__READING TEXT__:
-.-.-

[FOM] Query for Martin Davis. was:truth and consistency
Bill Taylor
W.Taylor at math.canterbury.ac.nz
Sun Jun 1 01:28:19 EDT 2003
This query is addressed to Martin Davis, re the excerpts below, but OC,
anyone else who cares to, please join in.
> If the underlying system is PA (first order number theory), I believe that
> one can claim that the evidence for its consistency is simply overwhelming.
> Even the trivial consistency proof based on the standard model uses far
> less than much well-accepted ordinary mathematics.
Exactly. This is what I've been pointing out for some time in sci.logic.
Essentially that the standard model N is so crystal-clear-cut and plain,
that attempts to "justify" it using arguments based on the theory PA
and its proof-theoretic properties are just trying to justify the simple
by taking the complex on trust.
> For higher order systems like type theory or ZFC, I know no reason for
> believing in their consistency other than the fact that the axioms are
> satisfied by our intuitive Cantorian picture of sets of sets of sets of
Here I agree completely too. If the standard model V is clear to you,
that is sufficient justification that ZF(C) is consistent - we know it
must be, if it has a model. But your comments that follow indicate you
might allow that some reasonable and rational doubt is possible on
this point. Whether I personally have such doubts I'm not sure, (HAH!);
but it seems reasonable to me too, that one might do so.
So now we come to my query. Between the totally compelling N as described
by PA, and the room-to-doubt V as described by ZF, there is a middle case,
and it is this I would like your opinion on, with whatever clarifying
comments seem appropriate. I am talking OC about the subject loosely
referred to as "analysis", whose realm is R, the standard reals.

-.-.-

__EXTRACTED ENTRIES__:

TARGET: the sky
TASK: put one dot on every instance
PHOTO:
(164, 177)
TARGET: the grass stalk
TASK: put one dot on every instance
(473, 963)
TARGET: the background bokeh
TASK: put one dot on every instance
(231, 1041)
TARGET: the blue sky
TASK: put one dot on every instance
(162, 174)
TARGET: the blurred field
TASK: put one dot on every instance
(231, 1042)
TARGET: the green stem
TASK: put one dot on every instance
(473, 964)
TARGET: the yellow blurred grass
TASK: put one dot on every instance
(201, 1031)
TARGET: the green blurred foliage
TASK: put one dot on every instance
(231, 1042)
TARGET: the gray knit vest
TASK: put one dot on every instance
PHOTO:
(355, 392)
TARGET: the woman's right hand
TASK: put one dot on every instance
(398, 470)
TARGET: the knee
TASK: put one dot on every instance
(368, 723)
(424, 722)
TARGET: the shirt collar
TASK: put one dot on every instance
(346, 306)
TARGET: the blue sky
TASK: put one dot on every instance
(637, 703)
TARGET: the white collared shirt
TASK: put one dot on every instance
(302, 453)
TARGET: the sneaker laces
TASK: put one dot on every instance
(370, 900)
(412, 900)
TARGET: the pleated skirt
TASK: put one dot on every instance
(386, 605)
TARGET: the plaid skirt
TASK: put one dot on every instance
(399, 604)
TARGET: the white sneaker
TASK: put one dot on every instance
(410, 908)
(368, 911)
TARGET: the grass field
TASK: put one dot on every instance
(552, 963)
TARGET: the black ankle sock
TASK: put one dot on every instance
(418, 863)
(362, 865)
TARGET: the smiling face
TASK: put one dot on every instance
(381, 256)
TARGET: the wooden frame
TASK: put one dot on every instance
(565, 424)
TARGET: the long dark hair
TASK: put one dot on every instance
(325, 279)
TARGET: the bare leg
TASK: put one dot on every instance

-.-.-

__SHORT EXERCISE__: Return the whole FOM post about the consistency of PA, ZFC and analysis, word for word. None of the data has any bearing on what you are asked to do here.

__FULL SOLUTION__:
[FOM] Query for Martin Davis. was:truth and consistency
Bill Taylor
W.Taylor at math.canterbury.ac.nz
Sun Jun 1 01:28:19 EDT 2003
This query is addressed to Martin Davis, re the excerpts below, but OC,
anyone else who cares to, please join in.
> If the underlying system is PA (first order number theory), I believe that
> one can claim that the evidence for its consistency is simply overwhelming.
> Even the trivial consistency proof based on the standard model uses far
> less than much well-accepted ordinary mathematics.
Exactly. This is what I've been pointing out for some time in sci.logic.
Essentially that the standard model N is so crystal-clear-cut and plain,
that attempts to "justify" it using arguments based on the theory PA
and its proof-theoretic properties are just trying to justify the simple
by taking the complex on trust.
> For higher order systems like type theory or ZFC, I know no reason for
> believing in their consistency other than the fact that the axioms are
> satisfied by our intuitive Cantorian picture of sets of sets of sets of
Here I agree completely too. If the standard model V is clear to you,
that is sufficient justification that ZF(C) is consistent - we know it
must be, if it has a model. But your comments that follow indicate you
might allow that some reasonable and rational doubt is possible on
this point. Whether I personally have such doubts I'm not sure, (HAH!);
but it seems reasonable to me too, that one might do so.
So now we come to my query. Between the totally compelling N as described
by PA, and the room-to-doubt V as described by ZF, there is a middle case,
and it is this I would like your opinion on, with whatever clarifying
comments seem appropriate. I am talking OC about the subject loosely
referred to as "analysis", whose realm is R, the standard reals.